Climate change and Gender: Time for Integrated Action

Compiled by Batanai Mutasa

As we approach the 16 days of activism against gender-based violence (GBV), the focus is on eliminating violence against women and girls. However, while the possibility of concentrating on the manifestations of various underlying causes of GBV such as physical and sexual abuse is high, this increases the risk of targeting symptoms and not causes of GBV. Thus, as incidents of abuse increase, the need to look beyond final acts of violence becomes more important. In line with the words of  popular musician, the late Oliver Mutukudzi, to decisively deal with challenges, society needs to focus on identifying and treating the causes rather than the symptoms of pain!

The global theme of this year’s 16 Days of Activism against Gender-based Violence is “UNITE! Invest to prevent violence against women and girls”. This serves as a clear reminder that we should put various causes of GBV such as climate change financing at the fore of activism against gender-based violence during the 16 days from 25 November 2023.

Thus, the fight against GBV is half baked without a climate change dimension, a global phenomenon that has been linked to increased levels of violence against women and girls. For example, extreme weather events such as floods and droughts can lead to displacement and poverty which can increase vulnerability of women and girls to GBV. To make matters worse, climate change affects women disproportionately due to their roles within society and the existing inequalities between men and women. This means women are often more likely than men to suffer from climate-related disasters, such as food insecurity or water shortages, which can make them more vulnerable to GBV.

Addressing climate change requires collaboration across sectors, including those working on issues related to gender equality and GBV prevention. Addressing both issues together can create sustainable solutions for communities affected by both climate change and gender-based violence.

A conducive environment

In Zimbabwe, opportunities to integrate actions against GBV and climate change are numerous and require coordination.  For example, the 16 days of activism against gender-based violence come at an opportune time as the country welcomes the 10th Parliament with a new mandate and a legislative agenda which includes a climate change law for Zimbabwe. Lawmakers can set an agenda to push for more gender sensitive laws on climate change during their tenure. The following opportunities make Parliament a strong medium for GBV and climate change integration:

  • The need to continue pushing for greater representation in decision making processes related to climate change and GBV as women are often underrepresented in decision making processes related to these issues.  This is because women’s voices are at times omitted, trivialized or even condemned when it comes to policymaking.
  • Incoming parliamentarians can build up on the work already done by previous lawmakers as they could come in with novel ideas  when it comes to addressing the issue of GBV and its links with climate change and may also be better equipped with knowledge about how best to tackle these problems from a legal perspective.
  • There is increasing awareness among both men and women about the importance of tackling GBV and its linkages with climate change. This could lead to increased pressure on governments from citizens across all genders for action on these issues.

■ ■ ■ ■ ■

WHAT THE EXERCISE ASKS → Retype the part of the article on climate change and gender between "In Zimbabwe, opportunities" and "comes to policymaking.", inclusive, exactly as it appears. The lines that come next are taken from a different source than the article on climate change and gender.

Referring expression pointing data
■ ■ ■ ■ ■

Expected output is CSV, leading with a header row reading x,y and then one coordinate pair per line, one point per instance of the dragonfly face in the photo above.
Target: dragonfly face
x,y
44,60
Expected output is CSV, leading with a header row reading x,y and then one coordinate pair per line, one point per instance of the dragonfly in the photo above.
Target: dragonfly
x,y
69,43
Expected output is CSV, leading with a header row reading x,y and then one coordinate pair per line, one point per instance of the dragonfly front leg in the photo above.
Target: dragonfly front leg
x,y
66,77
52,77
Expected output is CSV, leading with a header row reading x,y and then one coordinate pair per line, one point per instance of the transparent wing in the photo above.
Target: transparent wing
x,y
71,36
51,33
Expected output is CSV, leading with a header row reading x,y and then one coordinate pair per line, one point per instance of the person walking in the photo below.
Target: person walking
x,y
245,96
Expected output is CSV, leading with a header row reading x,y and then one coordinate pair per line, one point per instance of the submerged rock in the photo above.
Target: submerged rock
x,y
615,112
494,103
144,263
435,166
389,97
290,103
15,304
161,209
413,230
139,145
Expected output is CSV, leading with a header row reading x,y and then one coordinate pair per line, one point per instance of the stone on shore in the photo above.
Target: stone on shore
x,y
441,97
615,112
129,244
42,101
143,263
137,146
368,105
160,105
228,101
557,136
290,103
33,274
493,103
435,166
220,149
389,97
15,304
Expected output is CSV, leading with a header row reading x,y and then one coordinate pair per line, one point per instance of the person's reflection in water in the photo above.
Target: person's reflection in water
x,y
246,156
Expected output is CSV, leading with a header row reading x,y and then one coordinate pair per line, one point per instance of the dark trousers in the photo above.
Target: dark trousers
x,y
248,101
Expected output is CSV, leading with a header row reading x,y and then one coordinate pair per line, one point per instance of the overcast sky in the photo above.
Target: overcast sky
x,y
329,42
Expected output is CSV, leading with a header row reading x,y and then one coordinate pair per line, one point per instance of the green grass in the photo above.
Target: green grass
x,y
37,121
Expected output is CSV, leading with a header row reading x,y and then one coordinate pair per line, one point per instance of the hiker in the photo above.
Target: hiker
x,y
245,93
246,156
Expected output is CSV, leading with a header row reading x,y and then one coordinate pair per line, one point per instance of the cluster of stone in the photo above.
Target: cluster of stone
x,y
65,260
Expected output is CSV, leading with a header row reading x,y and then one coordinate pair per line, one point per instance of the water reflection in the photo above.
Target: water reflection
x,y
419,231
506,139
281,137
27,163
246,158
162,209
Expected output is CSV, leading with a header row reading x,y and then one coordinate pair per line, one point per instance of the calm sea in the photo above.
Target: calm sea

■ ■ ■ ■ ■

EXERCISE OUTPUT →
In Zimbabwe, opportunities to integrate actions against GBV and climate change are numerous and require coordination.  For example, the 16 days of activism against gender-based violence come at an opportune time as the country welcomes the 10th Parliament with a new mandate and a legislative agenda which includes a climate change law for Zimbabwe. Lawmakers can set an agenda to push for more gender sensitive laws on climate change during their tenure. The following opportunities make Parliament a strong medium for GBV and climate change integration:

  • The need to continue pushing for greater representation in decision making processes related to climate change and GBV as women are often underrepresented in decision making processes related to these issues.  This is because women’s voices are at times omitted, trivialized or even condemned when it comes to policymaking.